(Text under study Opens)

Who is gonna Churn?

Mustafa Subasi
5 min readDec 29, 2020

Customer churn is one of the most important metrics for a growing business to evaluate. While it’s not the happiest measure, it’s a number that can give your company the hard truth about its customer retention.

It’s hard to measure success if you don’t measure the inevitable failures, too. While you strive for 100% of customers to stick with your company, that’s simply unrealistic. That’s where customer churn comes in.

What is customer churn?

Customer churn is the percentage of customers that stopped using your company’s product or service during a certain time frame. You can calculate churn rate by dividing the number of customers you lost during that time period — say a quarter — by the number of customers you had at the beginning of that time period.

Ways to Reduce Customer Churn

Focus your attention on your best customers.

Rather than simply focusing on offering incentives to customers who are considering churning, it could be even more beneficial to pool your resources into your loyal, profitable customers.

Analyze churn as it occurs.

Use your churned customers as a means of understanding why customers are leaving. Analyze how and when churn occurs in a customer’s lifetime with your company, and use that data to put into place preemptive measures.

Show your customers that you care.

Instead of waiting to connect with your customers until they reach out to you, try a more proactive approach. Communicate with them all the perks you offer and show them you care about their experience, and they’ll be sure to stick around.

Who is gonna Churn ???

The goal is provide an analysis which shows the difference between a non-churning and churning customer. This will provide us insight into which customers are eager to churn.

In this case, a bank manager is in a scenario where several customers are leaving their credit card services. It would be extremely interesting for the company to be able to predict the customers most likely to leave such services so that, in this way, the bank can act preventively in order to offer better services in favor of maintaining the customer.

The first goal of this project is to provide an analysis which shows the difference between a non-churning and churning customer. This will provide us insight into which customers are eager to churn.

The top priority of this case is to identify if a customer will churn or won’t. It’s important that we don’t predict churning as non-churning customers. That’s why the model needs to be evaluated on the “Recall”- metric (goal > 62%).

  • How many customers have some attrition with the bank?
  • How demographic variables are impact to earger the churn ?
  • How are the relationship with the variables vs churn ?

Question1 — How many customers have some attrition with the bank ?

In order to understand how many customers have some attrition, we will look at the Attrition_Flag field.

Attrition_Flag: Internal event (customer activity) variable — Existing Customer / Attrited Customer

Results: The graph below reveals that approximately 16% of the customers present at the base have some type of friction with the financial institution. This is an important slice of analysis, given that it basically represents the target audience of customers who, in some way, are not comfortable with the services offered by this financial institution.

(Text under study Closes)
(Excerpted data Opens)

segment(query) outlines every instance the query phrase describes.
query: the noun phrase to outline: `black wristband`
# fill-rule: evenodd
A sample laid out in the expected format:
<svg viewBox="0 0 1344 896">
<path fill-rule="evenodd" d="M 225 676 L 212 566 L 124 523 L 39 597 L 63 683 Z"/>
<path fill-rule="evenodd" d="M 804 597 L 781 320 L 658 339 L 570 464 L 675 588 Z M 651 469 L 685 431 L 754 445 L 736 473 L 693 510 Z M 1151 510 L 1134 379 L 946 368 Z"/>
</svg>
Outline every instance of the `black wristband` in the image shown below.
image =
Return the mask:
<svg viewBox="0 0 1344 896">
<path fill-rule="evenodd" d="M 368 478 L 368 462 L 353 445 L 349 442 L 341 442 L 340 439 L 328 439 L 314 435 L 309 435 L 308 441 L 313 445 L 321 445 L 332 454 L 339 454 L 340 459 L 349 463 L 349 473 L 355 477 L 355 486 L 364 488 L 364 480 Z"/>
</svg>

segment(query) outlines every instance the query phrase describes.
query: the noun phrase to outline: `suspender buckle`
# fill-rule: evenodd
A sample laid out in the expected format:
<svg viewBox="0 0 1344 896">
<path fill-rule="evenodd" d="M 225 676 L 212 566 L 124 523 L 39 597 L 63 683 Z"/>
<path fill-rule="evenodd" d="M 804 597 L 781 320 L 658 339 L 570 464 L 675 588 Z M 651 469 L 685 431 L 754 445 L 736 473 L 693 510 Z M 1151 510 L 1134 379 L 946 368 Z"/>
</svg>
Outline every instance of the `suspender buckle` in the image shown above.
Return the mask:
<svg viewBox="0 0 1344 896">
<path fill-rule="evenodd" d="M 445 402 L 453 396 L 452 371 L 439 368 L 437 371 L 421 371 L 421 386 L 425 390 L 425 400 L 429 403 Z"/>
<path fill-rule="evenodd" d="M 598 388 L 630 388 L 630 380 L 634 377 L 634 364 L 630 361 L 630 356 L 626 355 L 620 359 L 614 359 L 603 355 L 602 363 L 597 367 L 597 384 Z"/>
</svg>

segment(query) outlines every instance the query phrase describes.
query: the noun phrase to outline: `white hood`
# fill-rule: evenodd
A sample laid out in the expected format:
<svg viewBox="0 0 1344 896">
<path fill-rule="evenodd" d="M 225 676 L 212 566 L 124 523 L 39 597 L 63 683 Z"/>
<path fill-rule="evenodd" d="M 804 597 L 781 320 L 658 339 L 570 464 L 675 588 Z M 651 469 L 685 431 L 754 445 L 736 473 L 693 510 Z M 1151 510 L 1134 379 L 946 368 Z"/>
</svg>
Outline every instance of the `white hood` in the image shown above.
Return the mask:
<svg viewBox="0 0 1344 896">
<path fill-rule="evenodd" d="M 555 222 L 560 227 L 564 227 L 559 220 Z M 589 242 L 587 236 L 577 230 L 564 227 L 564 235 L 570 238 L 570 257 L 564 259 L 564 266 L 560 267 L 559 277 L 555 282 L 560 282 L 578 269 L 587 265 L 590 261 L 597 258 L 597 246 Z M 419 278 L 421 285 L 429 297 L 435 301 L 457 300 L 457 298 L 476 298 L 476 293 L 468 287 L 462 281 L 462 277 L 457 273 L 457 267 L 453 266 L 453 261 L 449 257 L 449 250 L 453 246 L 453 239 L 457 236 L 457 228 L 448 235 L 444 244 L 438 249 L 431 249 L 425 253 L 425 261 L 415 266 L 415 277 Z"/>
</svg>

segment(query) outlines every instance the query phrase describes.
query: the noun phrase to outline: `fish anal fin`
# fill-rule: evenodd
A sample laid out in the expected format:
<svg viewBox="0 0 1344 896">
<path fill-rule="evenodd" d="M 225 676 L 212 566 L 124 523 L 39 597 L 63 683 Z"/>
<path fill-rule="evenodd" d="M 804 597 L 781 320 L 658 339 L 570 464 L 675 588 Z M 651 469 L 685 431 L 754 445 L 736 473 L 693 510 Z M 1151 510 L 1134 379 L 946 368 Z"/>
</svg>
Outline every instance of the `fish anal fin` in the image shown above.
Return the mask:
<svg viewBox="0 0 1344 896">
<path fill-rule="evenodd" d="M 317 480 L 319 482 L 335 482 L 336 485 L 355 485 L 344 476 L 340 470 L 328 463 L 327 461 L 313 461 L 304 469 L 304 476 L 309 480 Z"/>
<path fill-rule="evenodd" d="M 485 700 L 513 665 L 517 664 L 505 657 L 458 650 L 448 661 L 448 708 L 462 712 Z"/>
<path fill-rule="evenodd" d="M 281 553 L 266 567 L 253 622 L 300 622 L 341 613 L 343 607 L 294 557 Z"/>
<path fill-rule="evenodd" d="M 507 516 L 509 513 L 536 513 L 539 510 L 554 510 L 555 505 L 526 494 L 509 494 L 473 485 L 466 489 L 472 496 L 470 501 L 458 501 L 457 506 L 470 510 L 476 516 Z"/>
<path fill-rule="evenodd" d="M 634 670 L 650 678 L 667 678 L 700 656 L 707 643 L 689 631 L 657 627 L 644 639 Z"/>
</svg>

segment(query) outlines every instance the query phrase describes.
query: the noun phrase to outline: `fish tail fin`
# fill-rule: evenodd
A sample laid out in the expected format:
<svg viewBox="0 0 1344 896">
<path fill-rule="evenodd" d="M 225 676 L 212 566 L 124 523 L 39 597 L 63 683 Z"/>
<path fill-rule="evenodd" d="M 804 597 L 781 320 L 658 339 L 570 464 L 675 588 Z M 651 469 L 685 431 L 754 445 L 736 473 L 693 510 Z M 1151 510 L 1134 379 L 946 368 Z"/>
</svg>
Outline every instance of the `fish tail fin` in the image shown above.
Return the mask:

(Excerpted data Closes)

» **Your assignment**: Please quote the customer churn article from "Customer churn is the" to "place preemptive measures.", word for word.

» **Exercise output**:
Customer churn is the percentage of customers that stopped using your company’s product or service during a certain time frame. You can calculate churn rate by dividing the number of customers you lost during that time period — say a quarter — by the number of customers you had at the beginning of that time period.

Ways to Reduce Customer Churn

Focus your attention on your best customers.

Rather than simply focusing on offering incentives to customers who are considering churning, it could be even more beneficial to pool your resources into your loyal, profitable customers.

Analyze churn as it occurs.

Use your churned customers as a means of understanding why customers are leaving. Analyze how and when churn occurs in a customer’s lifetime with your company, and use that data to put into place preemptive measures.